(Excerpts of labeled region data)
BEGIN
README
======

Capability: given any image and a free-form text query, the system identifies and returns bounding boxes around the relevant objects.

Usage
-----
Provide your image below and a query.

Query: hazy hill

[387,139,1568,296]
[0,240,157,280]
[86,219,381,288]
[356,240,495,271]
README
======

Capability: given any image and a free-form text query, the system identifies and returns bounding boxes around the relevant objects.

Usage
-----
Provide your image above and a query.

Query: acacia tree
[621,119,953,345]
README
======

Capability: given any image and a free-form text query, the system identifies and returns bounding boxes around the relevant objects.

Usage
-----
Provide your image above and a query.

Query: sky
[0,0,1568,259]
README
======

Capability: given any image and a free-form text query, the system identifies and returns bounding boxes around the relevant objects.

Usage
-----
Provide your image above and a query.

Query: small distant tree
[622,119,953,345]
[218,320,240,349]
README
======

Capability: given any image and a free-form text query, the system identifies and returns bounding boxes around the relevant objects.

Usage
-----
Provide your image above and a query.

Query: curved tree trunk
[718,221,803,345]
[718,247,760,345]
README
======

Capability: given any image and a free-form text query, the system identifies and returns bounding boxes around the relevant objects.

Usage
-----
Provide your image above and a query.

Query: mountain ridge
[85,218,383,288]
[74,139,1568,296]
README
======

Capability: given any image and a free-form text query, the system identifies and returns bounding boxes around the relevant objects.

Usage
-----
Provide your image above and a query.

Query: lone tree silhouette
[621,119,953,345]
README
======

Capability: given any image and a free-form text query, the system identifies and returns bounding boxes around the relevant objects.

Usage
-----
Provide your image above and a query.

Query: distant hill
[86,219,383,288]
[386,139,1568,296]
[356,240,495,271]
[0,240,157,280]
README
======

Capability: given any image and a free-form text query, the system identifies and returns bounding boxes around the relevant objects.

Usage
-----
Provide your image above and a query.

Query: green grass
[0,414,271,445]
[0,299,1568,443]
END
§ **What you are asked to do**: Extract, word for word, the lines from the first line of the items through the line containing "[0,0,1568,259]", including both of those lines.

§ **Result of the task**:
README
======

Capability: given any image and a free-form text query, the system identifies and returns bounding boxes around the relevant objects.

Usage
-----
Provide your image below and a query.

Query: hazy hill

[387,139,1568,296]
[0,240,157,280]
[86,219,381,288]
[356,240,495,271]
README
======

Capability: given any image and a free-form text query, the system identifies and returns bounding boxes around the relevant objects.

Usage
-----
Provide your image above and a query.

Query: acacia tree
[621,119,953,345]
README
======

Capability: given any image and a free-form text query, the system identifies and returns bounding boxes around the relevant objects.

Usage
-----
Provide your image above and a query.

Query: sky
[0,0,1568,259]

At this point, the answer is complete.